ОТРЫВОК ДЛЯ ЧТЕНИЯ:
·····

Книга О БОРИСЕ ПАСТЕРНАКЕ. Воспоминания и мысли - Николай Николаевич Вильмонт
Шрифт:
Интервал:
Закладка:
Глава третья
Как продолжить начатую книгу? Затрудняет меня не то, что я никогда не вел дневников или хотя бы беглых записей. Память продолжает бодрствовать: меня смущает не скудость воспоминаний, а скорее их невпроворотное обилие. Детали имеют свою бесспорную ценность (без них не обойдешься) при непременном, однако, условии, чтобы целое ими не затемнялось, а это прежде всего предполагает предельную сжатость воспринятого. Иначе не привести разрозненных частностей к выразительному единству. Герой же моих воспоминаний сам меньше всего заботился о том, что он называл «зрелищно-биографическим самовыражением». Борис Пастернак, напротив, предпочитал, чтобы зримый мир и непрозреваемая вселенная говорили как бы от собственного имени его, Пастернака, поэтическим слогом. Более того, он старался, вполне сознательно, затеряться в огромном и для него всегда чудесно-целостном мире, посягая едва ли не на большее, чем на равноправие с любой другой драгоценной его частицей — к примеру, с деревьями по ту сторону дымчатого водного простора, о котором он говорит в своих «Заморозках» (одном из позднейших его стихотворений):
Холодным утром солнце в дымке
Стоит столбом огня в дыму.
Я тоже, как на скверном снимке,
Совсем неотличим ему. {-59-}
Пока оно из мглы не выйдет,
Блеснув за прудом на лугу,
Меня деревья плохо видят
На отдаленном берегу.
Поистине такого полного «самоустранения», такой растроганной растворимости в великом целостном (пусть в малых рамках нашей земной действительности) не знала в такой мере мировая поэзия. Это его, Пастернака, «новое слово», столь отличное от романтического «зрелищно-биографического самовыражения», свойственного большинству его современников.
«Под романтической манерой» — так говорит Пастернак в «Охранной грамоте» — крылось целое мировосприятие. Это было понимание жизни как жизни поэта . Оно перешло к нам от символистов, символистами же было усвоено от романтиков; главным образом немецких… Усилили его (такое понимание судьбы и роли поэта. — Н. В. ) Маяковский и Есенин.

·····

ПРЕДОСТАВЛЕННЫЕ ЗАПИСИ:
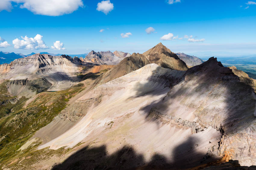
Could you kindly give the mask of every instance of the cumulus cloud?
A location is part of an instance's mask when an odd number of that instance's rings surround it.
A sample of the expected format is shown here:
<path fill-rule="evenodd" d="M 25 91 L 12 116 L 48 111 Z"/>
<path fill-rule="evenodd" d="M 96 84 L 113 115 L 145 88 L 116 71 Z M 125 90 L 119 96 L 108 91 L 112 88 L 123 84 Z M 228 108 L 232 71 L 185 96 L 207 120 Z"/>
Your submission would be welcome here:
<path fill-rule="evenodd" d="M 1 0 L 0 11 L 10 11 L 11 2 L 18 3 L 21 8 L 26 8 L 35 14 L 59 16 L 70 13 L 83 6 L 82 0 Z"/>
<path fill-rule="evenodd" d="M 132 35 L 133 34 L 130 32 L 127 32 L 125 34 L 122 33 L 121 34 L 121 36 L 122 38 L 129 38 L 130 35 Z"/>
<path fill-rule="evenodd" d="M 0 1 L 0 11 L 5 10 L 11 12 L 12 6 L 9 0 L 1 0 Z"/>
<path fill-rule="evenodd" d="M 29 38 L 27 36 L 25 37 L 21 37 L 22 40 L 16 38 L 12 41 L 12 43 L 14 45 L 14 48 L 16 49 L 47 49 L 42 38 L 43 36 L 37 34 L 33 38 Z"/>
<path fill-rule="evenodd" d="M 173 40 L 175 40 L 175 39 L 177 39 L 178 38 L 179 38 L 179 36 L 177 35 L 177 36 L 173 37 Z"/>
<path fill-rule="evenodd" d="M 247 3 L 245 3 L 247 5 L 256 5 L 256 2 L 253 1 L 248 1 Z"/>
<path fill-rule="evenodd" d="M 8 43 L 7 41 L 4 41 L 0 43 L 0 48 L 6 48 L 11 46 L 11 44 Z"/>
<path fill-rule="evenodd" d="M 161 40 L 171 40 L 173 36 L 173 34 L 172 33 L 169 33 L 168 34 L 164 35 L 160 38 Z"/>
<path fill-rule="evenodd" d="M 167 3 L 169 4 L 173 4 L 174 3 L 180 2 L 180 0 L 168 0 Z"/>
<path fill-rule="evenodd" d="M 11 45 L 8 43 L 8 42 L 0 37 L 0 48 L 5 48 L 10 46 Z"/>
<path fill-rule="evenodd" d="M 146 32 L 147 33 L 147 34 L 150 34 L 155 31 L 155 30 L 153 27 L 150 27 L 146 29 L 145 31 L 146 31 Z"/>
<path fill-rule="evenodd" d="M 62 43 L 61 43 L 60 41 L 56 41 L 55 42 L 53 43 L 53 46 L 52 46 L 52 48 L 54 49 L 66 49 L 63 47 L 64 45 Z"/>
<path fill-rule="evenodd" d="M 184 36 L 184 38 L 189 38 L 189 36 L 187 35 L 185 35 Z"/>
<path fill-rule="evenodd" d="M 107 15 L 114 9 L 114 4 L 110 2 L 110 0 L 108 0 L 102 1 L 98 3 L 96 9 L 97 10 L 101 11 L 106 15 Z"/>
<path fill-rule="evenodd" d="M 200 40 L 196 40 L 194 38 L 189 38 L 188 41 L 191 43 L 195 43 L 197 42 L 203 42 L 205 40 L 204 38 L 200 39 Z"/>
<path fill-rule="evenodd" d="M 1 42 L 3 42 L 4 41 L 5 41 L 5 39 L 0 37 L 0 41 Z"/>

·····

ЗАДАЧИ ДЛЯ РЕШЕНИЯ:
- A) Кто, согласно цитате из «Охранной грамоты» в отрывке о Пастернаке, усилил понимание жизни как жизни поэта?
- B) Определите, согласуются ли с отрывком о Пастернаке следующие утверждения: (i) у автора были дневники; (ii) понимание жизни как жизни поэта перешло от символистов; (iii) автора смущает скудость воспоминаний. Для каждого ответьте «да» или «нет» и приведите решающие слова отрывка.
- C) Выведите без изменений часть отрывка о Пастернаке между словами «Поистине такого полного» и «Маяковский и Есенин.», включая их самих.

ОТВЕТЫ:
- A) Маяковский и Есенин.

- B)
(i) Нет: «я никогда не вел дневников или хотя бы беглых записей».
(ii) Да: «Оно перешло к нам от символистов».
(iii) Нет: «меня смущает не скудость воспоминаний, а скорее их невпроворотное обилие».

- C)
Поистине такого полного «самоустранения», такой растроганной растворимости в великом целостном (пусть в малых рамках нашей земной действительности) не знала в такой мере мировая поэзия. Это его, Пастернака, «новое слово», столь отличное от романтического «зрелищно-биографического самовыражения», свойственного большинству его современников.
«Под романтической манерой» — так говорит Пастернак в «Охранной грамоте» — крылось целое мировосприятие. Это было понимание жизни как жизни поэта . Оно перешло к нам от символистов, символистами же было усвоено от романтиков; главным образом немецких… Усилили его (такое понимание судьбы и роли поэта. — Н. В. ) Маяковский и Есенин.